● WHAT TO DO: Each line shown below should be copied exactly.

● GIVEN ENTRIES:

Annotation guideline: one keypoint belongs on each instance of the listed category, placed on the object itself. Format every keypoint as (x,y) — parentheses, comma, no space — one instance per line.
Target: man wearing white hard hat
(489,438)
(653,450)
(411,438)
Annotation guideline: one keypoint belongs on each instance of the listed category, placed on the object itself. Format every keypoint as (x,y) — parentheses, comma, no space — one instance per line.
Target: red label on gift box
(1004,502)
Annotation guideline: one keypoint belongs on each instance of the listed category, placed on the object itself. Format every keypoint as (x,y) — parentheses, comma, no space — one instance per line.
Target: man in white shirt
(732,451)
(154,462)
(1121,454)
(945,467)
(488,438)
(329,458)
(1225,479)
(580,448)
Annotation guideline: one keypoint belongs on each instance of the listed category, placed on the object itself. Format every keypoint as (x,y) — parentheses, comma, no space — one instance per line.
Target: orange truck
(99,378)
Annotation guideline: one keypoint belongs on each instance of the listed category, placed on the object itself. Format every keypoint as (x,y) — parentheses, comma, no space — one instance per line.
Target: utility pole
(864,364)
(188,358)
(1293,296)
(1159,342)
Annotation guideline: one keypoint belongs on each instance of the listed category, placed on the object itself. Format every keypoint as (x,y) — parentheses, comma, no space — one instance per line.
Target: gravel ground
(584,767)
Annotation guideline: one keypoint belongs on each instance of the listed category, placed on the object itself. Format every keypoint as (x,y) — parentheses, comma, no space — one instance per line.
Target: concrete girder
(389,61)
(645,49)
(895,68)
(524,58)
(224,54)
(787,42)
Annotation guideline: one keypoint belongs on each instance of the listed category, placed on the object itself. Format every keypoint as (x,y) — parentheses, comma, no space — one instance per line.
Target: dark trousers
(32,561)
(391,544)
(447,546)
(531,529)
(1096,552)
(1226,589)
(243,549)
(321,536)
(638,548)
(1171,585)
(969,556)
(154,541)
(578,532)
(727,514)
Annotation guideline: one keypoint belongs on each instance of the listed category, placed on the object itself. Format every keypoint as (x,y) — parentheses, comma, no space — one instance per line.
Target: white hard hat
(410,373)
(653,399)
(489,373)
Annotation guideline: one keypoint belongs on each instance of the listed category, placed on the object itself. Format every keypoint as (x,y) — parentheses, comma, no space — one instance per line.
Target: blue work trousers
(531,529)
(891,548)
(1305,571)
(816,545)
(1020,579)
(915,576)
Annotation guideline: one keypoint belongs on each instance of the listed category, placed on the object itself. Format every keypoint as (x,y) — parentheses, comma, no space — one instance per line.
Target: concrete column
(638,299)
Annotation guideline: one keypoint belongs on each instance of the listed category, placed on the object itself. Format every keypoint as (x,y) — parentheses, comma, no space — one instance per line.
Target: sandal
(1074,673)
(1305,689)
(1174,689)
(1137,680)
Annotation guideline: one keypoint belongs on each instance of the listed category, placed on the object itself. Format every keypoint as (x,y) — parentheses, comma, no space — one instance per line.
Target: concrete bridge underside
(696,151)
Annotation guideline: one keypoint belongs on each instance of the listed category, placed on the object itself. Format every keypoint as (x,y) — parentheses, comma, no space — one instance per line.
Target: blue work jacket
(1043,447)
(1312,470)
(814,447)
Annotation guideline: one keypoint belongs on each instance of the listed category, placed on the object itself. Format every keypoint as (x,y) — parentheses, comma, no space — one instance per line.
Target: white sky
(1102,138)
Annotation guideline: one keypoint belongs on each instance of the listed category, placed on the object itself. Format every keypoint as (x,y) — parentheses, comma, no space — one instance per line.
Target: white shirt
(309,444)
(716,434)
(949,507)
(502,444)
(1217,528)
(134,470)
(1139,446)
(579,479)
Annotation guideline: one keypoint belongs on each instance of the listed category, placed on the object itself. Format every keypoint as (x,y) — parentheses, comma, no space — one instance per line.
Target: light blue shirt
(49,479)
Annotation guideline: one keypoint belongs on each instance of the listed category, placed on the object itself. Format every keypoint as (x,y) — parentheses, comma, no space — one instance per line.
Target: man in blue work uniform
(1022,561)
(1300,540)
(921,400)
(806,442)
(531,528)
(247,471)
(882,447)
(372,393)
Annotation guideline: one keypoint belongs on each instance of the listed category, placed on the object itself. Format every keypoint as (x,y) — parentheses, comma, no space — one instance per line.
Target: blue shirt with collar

● TASK OUTPUT:
Annotation guideline: one keypoint belongs on each instance of the listed category, placed on the object itself. Format every keypoint as (x,y) — parentheses, comma, no space — one instance per line.
Target: man wearing white hard hat
(489,438)
(653,450)
(411,438)
Annotation guideline: one keypoint belongs on each instance of the listed category, placed on the object itself. Format every keypoint as (x,y) — parentheses, comma, no space — one instance per line.
Target: red label on gift box
(1004,502)
Annotation guideline: one keypoint belongs on each instance of the listed category, placed on the object itself. Format every keypoint as (x,y) — parentheses, comma, no space — one instance per line.
Target: man in white shirt
(732,451)
(154,462)
(1121,454)
(945,467)
(488,438)
(329,458)
(1225,479)
(580,448)
Annotation guideline: one keypoint belongs on each instance of the listed category, placed on the object itself. Format every keypoint as (x,y) — parentheses, comma, no space — one instance per line.
Target: orange truck
(99,378)
Annotation guideline: one keypoint belongs on each instance of the listed category, placed on the object itself. Format every keypoint as (x,y) — parentheses, comma, no space — one instance per line.
Target: utility pole
(864,364)
(188,358)
(1293,296)
(1159,342)
Annotation guideline: one keypoint belongs on each instance of the listed category, placed on the object itself. Format every keypoint as (x,y) — parentheses, comma, no space — one instance per line.
Target: gravel ground
(584,767)
Annotation guideline: one keypoint belongs on each instance of the listed category, placed on the object itself. Format every keypoint as (x,y) — parentheses, comma, no space — one instance per line.
Target: concrete girder
(389,61)
(645,49)
(895,68)
(524,58)
(224,54)
(787,42)
Annotation guideline: one keypoint belongs on each instance of the listed category, placed on the object itself. Format every keypoint as (x,y) — parentheses, comma, no space — one instance per line.
Target: dark trousers
(32,561)
(391,544)
(447,546)
(531,529)
(1096,552)
(1226,589)
(243,549)
(321,536)
(638,548)
(1171,585)
(969,556)
(154,541)
(578,532)
(727,514)
Annotation guideline: one keypoint belongs on each instance of the listed category, placed on the object itself. Format every keypoint as (x,y) — parentheses, comma, no space — one instance per line.
Target: white hard hat
(410,373)
(653,399)
(489,373)
Annotation guideline: one keypoint belongs on each instance of the listed category, placed on the object itself. Format every keypoint as (x,y) — parentheses, comma, no space — one instance per line.
Target: blue work trousers
(531,529)
(891,548)
(1305,571)
(816,545)
(1020,579)
(915,576)
Annotation guideline: one keypoint belongs on each instance of the listed category, placed on the object itself. Format every keypoint as (x,y) — parentheses, comma, no space — one instance per line.
Target: concrete column
(638,299)
Annotation guideline: one keypoint belongs on each instance of the listed category, placed on the object itself. Format every keypoint as (x,y) — parentheses, comma, no space — one instance per line.
Target: sandal
(1074,673)
(1305,689)
(1174,689)
(1137,680)
Annotation guideline: one keypoint belongs on each instance of the listed category, placed on the object itself. Format every keypoint as (x,y) — parentheses, comma, no space — one instance per line.
Target: concrete bridge underside
(696,151)
Annotation guideline: one keypoint belongs on each instance of the listed category, placed on the object itself. Format every keypoint as (x,y) — parentheses, comma, no space — one instance per line.
Target: blue work jacket
(1043,447)
(1312,470)
(814,447)
Annotation guideline: one keypoint belongs on each instance of the listed category, placed on the object itself. Format every keypoint as (x,y) — parentheses, comma, no space — one instance per line.
Target: white sky
(1102,138)
Annotation guideline: one keypoint belongs on each instance of the listed category, placed on the object itself. Format every keypoint as (x,y) — parentheses, comma, no space — one instance per line.
Target: white shirt
(309,444)
(716,434)
(949,507)
(502,444)
(1217,528)
(134,470)
(1139,446)
(579,479)
Annotation guideline: one keypoint belongs on each instance of the listed category, placed on the object itself. Format every keypoint as (x,y) — parentheses, comma, no space — one instance per line.
Target: light blue shirt
(49,479)
Annotation guideline: one keypoint belongs on each instance of the listed category, placed on the object itself. Format every keypoint as (x,y) — parentheses, comma, no space — one instance per line.
Target: man in blue work uniform
(1022,561)
(1300,540)
(921,400)
(806,442)
(531,528)
(247,471)
(882,447)
(372,393)
Annotation guideline: one keypoint belongs on each instance of the listed category, placed on the object itself. Format every keypoint as (x,y) — parentheses, comma, no space — one instance per line.
Target: blue shirt with collar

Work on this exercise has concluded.